======== Textabschnitt ========

Ricky: Ich glaube wir sind gute Vorbilder, weil wir hart arbeiten. Wir sind eine der am härtesten arbeitenden Bands in dieser alternativen Poprock-Welt. Ich denke, wir arbeiten nur so viel, weil es so viel Spaß macht. In dem Sinne sind wir Vorbilder. Wenn du wirklich etwas zu machen liebst, dann mach es! Und bleib auch dabei!

Ich habe einige Interviews von euch gelesen, und mir ist aufgefallen, dass es fast keine privaten Fragen gibt.

Ricky: Ja, wir haben uns nie in den Vordergrund gestellt, so wie es Celebritys machen. Wir haben einige Celebritys in England, aber wir gehören nicht dazu. Diese Art, Platten zu verkaufen, ist nichts für uns: unsere dreckige Unterwäsche in der Öffentlichkeit zeigen. Das hilft vielen Leuten. Aber andererseits: Je mehr du das machst, desto schneller ist es vorbei.

Es gibt in diesen Magazinen so Spalten, da stehen die Leute drin mit Pfeilen nach oben und unten. Und das Schlimmste, was dir passieren kann, ist, dass du ganz oben stehst. Wenn du ganz oben stehst, stehst du nächstes Jahr wieder ganz unten. Es geht nur um Mode. Und Mode ist sehr scheiße. Wir versuchen, das Beste zu sein, was wir können. Ohne irgendwelche Celebrity-Wellen zu reiten. Manchmal gehen wir auf Partys, aber das ist selten.

======== Dateninhalt ========

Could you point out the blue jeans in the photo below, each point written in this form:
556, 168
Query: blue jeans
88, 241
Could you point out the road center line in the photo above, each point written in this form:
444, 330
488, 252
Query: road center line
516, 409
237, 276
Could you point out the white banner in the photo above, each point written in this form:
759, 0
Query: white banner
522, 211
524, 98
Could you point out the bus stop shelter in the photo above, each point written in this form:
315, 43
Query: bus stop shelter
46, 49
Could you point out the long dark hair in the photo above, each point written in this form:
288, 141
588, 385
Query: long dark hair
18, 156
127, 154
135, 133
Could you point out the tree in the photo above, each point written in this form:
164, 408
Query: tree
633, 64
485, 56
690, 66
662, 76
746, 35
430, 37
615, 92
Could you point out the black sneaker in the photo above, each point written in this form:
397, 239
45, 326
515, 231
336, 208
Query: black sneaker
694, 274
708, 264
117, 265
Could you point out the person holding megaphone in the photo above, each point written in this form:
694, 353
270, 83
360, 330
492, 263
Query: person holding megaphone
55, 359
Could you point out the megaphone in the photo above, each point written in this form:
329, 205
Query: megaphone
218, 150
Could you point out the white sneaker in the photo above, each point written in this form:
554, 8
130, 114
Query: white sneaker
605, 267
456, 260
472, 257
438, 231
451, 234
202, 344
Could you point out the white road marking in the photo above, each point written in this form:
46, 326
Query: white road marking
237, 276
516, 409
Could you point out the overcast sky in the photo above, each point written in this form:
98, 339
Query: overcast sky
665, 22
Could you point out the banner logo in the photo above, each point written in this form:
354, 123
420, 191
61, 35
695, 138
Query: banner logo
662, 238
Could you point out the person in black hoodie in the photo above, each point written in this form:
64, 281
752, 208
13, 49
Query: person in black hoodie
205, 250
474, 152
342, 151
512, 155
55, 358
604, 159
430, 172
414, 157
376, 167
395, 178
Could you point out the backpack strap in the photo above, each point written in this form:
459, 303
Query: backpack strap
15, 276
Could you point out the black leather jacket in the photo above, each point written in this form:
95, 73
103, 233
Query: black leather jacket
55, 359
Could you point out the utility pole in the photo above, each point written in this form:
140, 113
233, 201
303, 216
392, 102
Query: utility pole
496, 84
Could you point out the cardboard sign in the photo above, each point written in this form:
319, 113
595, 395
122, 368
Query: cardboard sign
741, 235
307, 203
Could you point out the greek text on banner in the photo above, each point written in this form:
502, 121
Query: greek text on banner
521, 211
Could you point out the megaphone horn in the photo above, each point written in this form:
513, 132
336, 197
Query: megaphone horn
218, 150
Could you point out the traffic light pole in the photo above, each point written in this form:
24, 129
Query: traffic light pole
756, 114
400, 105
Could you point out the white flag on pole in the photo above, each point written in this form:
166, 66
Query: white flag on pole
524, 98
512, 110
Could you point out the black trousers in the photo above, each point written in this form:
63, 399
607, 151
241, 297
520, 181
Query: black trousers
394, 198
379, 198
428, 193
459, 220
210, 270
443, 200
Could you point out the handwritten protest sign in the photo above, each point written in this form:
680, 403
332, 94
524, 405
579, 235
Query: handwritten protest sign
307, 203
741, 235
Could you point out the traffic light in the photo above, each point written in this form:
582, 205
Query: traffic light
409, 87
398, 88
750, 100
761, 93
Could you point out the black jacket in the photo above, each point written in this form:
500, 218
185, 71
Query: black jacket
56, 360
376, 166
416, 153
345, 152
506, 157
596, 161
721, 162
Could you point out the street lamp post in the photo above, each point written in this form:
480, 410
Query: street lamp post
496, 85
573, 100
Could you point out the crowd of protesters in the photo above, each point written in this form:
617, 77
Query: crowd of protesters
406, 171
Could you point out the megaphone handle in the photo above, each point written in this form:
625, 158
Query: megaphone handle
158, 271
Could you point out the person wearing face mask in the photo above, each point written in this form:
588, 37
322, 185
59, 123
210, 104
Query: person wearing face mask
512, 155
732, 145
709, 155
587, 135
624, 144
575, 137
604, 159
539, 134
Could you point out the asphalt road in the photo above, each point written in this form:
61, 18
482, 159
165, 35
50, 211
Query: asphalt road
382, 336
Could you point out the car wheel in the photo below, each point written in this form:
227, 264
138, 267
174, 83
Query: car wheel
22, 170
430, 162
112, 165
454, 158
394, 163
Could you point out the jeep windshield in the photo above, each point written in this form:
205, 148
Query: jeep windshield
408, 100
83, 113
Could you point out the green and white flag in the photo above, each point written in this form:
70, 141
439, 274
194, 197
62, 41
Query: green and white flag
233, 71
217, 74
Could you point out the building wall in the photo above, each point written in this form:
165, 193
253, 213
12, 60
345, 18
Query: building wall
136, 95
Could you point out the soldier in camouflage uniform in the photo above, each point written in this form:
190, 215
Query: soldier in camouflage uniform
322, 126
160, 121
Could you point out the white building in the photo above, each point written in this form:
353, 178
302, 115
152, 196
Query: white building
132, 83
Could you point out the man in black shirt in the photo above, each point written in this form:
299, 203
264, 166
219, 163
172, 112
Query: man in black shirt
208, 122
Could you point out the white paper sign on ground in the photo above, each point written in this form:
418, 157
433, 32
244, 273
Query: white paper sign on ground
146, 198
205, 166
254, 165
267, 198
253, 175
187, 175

========

> **Aufgabe**
Womit begründet Ricky im Interviewausschnitt, dass er und seine Band gute Vorbilder sind?

> **Die Antwort**
Damit, dass sie hart arbeiten.